> **Testo di partenza**:
§

#1Libroin5WPoesia.: Paola Loreto, In quota e altre ascese, Interlinea.

#1Libroin5WPoesia

 

Chi? 

Un soggetto umano che è individuale, storico, nel presentare la sua esperienza particolare, ma anche rappresentativo di un’ipotesi dell’umano e delle sue relazioni. La natura e la montagna come ambiente originario e di destinazione. Tutti i loro elementi e le loro creature. Le emozioni del corpo e della mente in un’idea dell’esperienza del mondo che possiamo recuperare, che li coinvolga come una cosa sola (un corpo-mente) nella relazione con l’altro-da-sé.

Cosa? 

La natura, specialmente in montagna. Il mio rapporto con gli elementi naturali e l’ambiente. Il nostro rapporto con la natura: il mio corpo come il nostro corpo (o almeno quello di alcuni di noi, in atto e in potenza) a contatto del corpo (cioè i corpi) della montagna: cosa sentiamo, cosa potremmo sentire salendo, con i passi e con i gesti. Le sensazioni, le emozioni, le idee. La conoscenza di noi che è al tempo stesso la conoscenza dell’altro. L’amore di entrambe le cose.

§

> **Consegna 1**:
Rispondi a queste domande sul testo dedicato a «In quota e altre ascese»:
(a) Quale editore pubblica il libro?
(b) Nella parte "Chi?", quali due cose vengono indicate come ambiente originario e di destinazione?
(c) Nella parte "Cosa?", con che cosa si sale?
> **Consegna 2**: Ricopia dal testo dedicato a «In quota e altre ascese» il tratto che va da "Un soggetto umano" fino a "relazione con l’altro-da-sé.".

§

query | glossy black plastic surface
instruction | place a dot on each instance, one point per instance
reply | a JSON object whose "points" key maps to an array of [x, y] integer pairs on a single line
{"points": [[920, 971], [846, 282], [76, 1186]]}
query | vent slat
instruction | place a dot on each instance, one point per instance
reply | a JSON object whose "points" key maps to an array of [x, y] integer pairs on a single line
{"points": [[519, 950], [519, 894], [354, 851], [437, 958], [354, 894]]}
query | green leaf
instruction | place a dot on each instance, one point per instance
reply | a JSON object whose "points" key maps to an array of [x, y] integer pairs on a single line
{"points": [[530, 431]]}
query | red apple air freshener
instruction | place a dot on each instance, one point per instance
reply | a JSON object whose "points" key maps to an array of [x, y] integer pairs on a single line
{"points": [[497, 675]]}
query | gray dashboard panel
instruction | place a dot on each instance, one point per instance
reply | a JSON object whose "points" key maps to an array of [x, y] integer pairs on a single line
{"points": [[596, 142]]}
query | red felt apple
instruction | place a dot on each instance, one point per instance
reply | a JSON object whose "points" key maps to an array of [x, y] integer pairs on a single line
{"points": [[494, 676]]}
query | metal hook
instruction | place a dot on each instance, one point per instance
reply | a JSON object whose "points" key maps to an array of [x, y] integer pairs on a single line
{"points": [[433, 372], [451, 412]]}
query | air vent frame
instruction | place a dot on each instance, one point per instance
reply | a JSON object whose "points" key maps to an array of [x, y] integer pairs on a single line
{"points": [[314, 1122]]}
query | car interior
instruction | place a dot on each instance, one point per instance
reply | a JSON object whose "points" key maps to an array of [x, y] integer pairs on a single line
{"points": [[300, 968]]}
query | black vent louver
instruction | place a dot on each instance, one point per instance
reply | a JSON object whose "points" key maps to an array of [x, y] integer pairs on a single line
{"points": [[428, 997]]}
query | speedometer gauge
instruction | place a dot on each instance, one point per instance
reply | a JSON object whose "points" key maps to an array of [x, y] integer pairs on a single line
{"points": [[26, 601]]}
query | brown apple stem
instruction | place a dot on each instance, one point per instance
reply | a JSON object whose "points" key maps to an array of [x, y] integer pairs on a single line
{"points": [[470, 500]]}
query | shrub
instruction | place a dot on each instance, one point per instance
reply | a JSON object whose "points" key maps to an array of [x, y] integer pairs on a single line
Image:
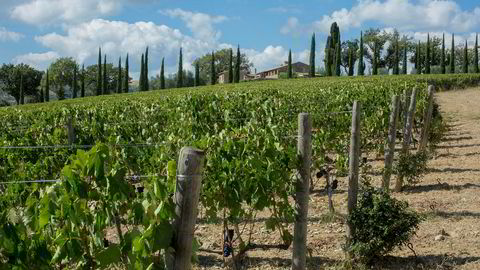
{"points": [[382, 223]]}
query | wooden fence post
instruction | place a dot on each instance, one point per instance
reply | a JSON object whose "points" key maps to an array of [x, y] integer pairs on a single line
{"points": [[353, 167], [407, 136], [304, 151], [189, 182], [427, 119], [392, 135]]}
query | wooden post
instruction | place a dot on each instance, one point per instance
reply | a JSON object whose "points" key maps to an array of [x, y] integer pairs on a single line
{"points": [[189, 182], [427, 119], [392, 135], [304, 150], [353, 167], [407, 135]]}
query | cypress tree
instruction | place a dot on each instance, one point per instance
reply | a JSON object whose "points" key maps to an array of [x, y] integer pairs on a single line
{"points": [[162, 74], [47, 89], [374, 61], [99, 73], [475, 64], [230, 67], [427, 59], [350, 62], [442, 58], [338, 57], [360, 71], [452, 55], [119, 79], [465, 58], [289, 70], [146, 84], [180, 70], [82, 89], [237, 66], [140, 81], [127, 76], [312, 57], [74, 86], [197, 74], [22, 94], [213, 76], [105, 82]]}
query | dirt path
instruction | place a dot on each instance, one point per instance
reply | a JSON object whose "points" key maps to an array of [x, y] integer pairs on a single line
{"points": [[449, 195]]}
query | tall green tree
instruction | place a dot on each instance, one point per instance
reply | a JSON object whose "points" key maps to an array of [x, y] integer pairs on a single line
{"points": [[197, 74], [105, 88], [442, 59], [74, 85], [162, 74], [180, 70], [127, 77], [475, 59], [230, 67], [146, 83], [289, 70], [361, 65], [465, 58], [427, 59], [312, 56], [82, 87], [119, 79], [99, 74], [141, 86], [213, 74], [238, 64], [452, 56]]}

§

> **Risposta 1**:
(a) Interlinea.
(b) La natura e la montagna.
(c) Con i passi e con i gesti.

> **Risposta 2**:
Un soggetto umano che è individuale, storico, nel presentare la sua esperienza particolare, ma anche rappresentativo di un’ipotesi dell’umano e delle sue relazioni. La natura e la montagna come ambiente originario e di destinazione. Tutti i loro elementi e le loro creature. Le emozioni del corpo e della mente in un’idea dell’esperienza del mondo che possiamo recuperare, che li coinvolga come una cosa sola (un corpo-mente) nella relazione con l’altro-da-sé.